Once you have checked the records that follow, state how many of their lines hold "this", giving the number only.

[Start of section]

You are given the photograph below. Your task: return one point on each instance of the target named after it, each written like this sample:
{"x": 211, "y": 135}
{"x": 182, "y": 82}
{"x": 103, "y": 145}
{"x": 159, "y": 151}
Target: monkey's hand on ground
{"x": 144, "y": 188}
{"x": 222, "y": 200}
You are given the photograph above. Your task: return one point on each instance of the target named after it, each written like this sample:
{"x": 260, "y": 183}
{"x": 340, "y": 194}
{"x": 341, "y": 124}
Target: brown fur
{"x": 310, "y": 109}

[End of section]

[Response area]: 2